**** Records for processing

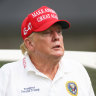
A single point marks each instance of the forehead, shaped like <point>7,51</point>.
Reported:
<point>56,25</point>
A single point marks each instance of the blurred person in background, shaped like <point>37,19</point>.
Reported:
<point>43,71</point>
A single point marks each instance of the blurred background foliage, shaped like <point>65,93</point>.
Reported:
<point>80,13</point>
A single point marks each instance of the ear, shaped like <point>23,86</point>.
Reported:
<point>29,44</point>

********
**** Records for processing

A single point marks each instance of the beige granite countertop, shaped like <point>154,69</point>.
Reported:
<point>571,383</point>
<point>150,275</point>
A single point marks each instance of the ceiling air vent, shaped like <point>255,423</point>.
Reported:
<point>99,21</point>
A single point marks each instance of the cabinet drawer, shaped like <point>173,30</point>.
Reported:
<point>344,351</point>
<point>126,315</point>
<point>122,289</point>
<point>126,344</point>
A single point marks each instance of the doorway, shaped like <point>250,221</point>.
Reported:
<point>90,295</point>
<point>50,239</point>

********

* Aim of the exercise *
Line by line, count how many lines of the entries contain the word "blurred", and give only that number.

* Solution *
2